### The task
Copy these records word for word, leaving out the pictures.

:: Extracted records ::

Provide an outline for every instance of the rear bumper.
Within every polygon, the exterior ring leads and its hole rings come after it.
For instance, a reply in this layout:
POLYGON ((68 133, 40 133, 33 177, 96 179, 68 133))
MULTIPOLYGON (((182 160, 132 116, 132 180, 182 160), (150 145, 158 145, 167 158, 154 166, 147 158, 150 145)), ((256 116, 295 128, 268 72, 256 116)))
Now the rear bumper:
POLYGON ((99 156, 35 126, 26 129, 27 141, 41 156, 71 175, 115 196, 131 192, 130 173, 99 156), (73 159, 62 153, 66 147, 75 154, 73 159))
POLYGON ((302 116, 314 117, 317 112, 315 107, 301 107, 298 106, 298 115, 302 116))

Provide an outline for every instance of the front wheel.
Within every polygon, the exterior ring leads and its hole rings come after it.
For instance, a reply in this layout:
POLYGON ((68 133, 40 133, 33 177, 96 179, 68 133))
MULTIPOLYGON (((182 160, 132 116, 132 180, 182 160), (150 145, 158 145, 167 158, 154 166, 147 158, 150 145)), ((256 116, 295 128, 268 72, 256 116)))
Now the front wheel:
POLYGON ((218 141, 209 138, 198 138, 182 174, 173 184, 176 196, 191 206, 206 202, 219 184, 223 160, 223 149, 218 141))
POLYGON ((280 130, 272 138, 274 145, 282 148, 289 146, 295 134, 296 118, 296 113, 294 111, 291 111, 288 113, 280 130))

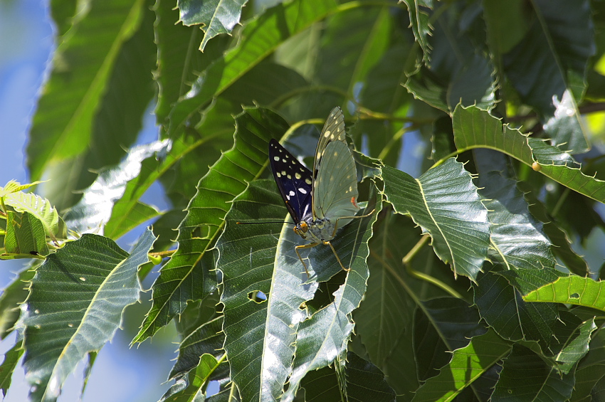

:::

### Solution
Provide an outline for every instance of the rear bumper.
Within every polygon, the exterior ring leads and its hole rings come after it.
For instance, a reply in this layout:
POLYGON ((68 133, 40 133, 33 177, 96 179, 68 133))
MULTIPOLYGON (((182 160, 132 116, 132 180, 182 160), (150 145, 158 145, 167 158, 154 166, 147 158, 150 145)), ((256 116, 295 128, 268 72, 256 116)))
Now the rear bumper:
POLYGON ((99 156, 35 126, 26 129, 27 141, 41 156, 71 175, 115 196, 131 192, 130 173, 99 156), (73 159, 62 153, 66 147, 75 154, 73 159))
POLYGON ((302 116, 314 117, 317 112, 315 107, 301 107, 298 106, 298 115, 302 116))

Provide an outline for every instance of the front wheel.
Within every polygon, the exterior ring leads and its hole rings come after it.
For instance, a reply in this layout:
POLYGON ((68 133, 40 133, 33 177, 96 179, 68 133))
MULTIPOLYGON (((182 160, 132 116, 132 180, 182 160), (150 145, 158 145, 167 158, 154 166, 147 158, 150 145)), ((256 116, 295 128, 268 72, 256 116)))
Now the front wheel:
POLYGON ((218 141, 209 138, 198 138, 182 174, 173 184, 176 196, 191 206, 206 202, 219 184, 223 160, 223 149, 218 141))
POLYGON ((280 130, 272 138, 274 145, 282 148, 289 146, 295 134, 296 118, 296 113, 294 111, 291 111, 288 113, 280 130))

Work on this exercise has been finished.